> _EXERCISE_:
Quote each of the records below word for word, with nothing left out or changed.

** Start of ENTRIES SUPPLIED **

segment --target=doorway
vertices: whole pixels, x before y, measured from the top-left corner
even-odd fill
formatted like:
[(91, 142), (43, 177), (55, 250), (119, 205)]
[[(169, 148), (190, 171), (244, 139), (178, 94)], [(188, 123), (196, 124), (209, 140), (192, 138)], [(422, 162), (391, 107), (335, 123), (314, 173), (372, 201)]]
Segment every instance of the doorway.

** End of ENTRIES SUPPLIED **

> _SOLUTION TO THIS TASK_:
segment --target=doorway
vertices: whole pixels, x before y, measured from the top-left corner
even-odd fill
formatted like:
[(91, 142), (43, 177), (55, 250), (119, 205)]
[[(169, 148), (190, 171), (244, 139), (178, 94)], [(188, 123), (196, 124), (209, 140), (192, 138)], [(422, 162), (391, 107), (335, 123), (314, 173), (372, 201)]]
Segment every instance of the doorway.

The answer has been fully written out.